__EXERCISE AIM__
Each line must appear in the answer exactly as it does in the data.

*** DATA PROVIDED ***

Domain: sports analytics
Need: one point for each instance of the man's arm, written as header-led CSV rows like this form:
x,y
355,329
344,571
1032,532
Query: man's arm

*** End of DATA PROVIDED ***

__REPLY__
Domain: sports analytics
Need: one point for each instance of the man's arm, written as header-led CSV rows like this form:
x,y
355,329
344,571
1032,532
Query: man's arm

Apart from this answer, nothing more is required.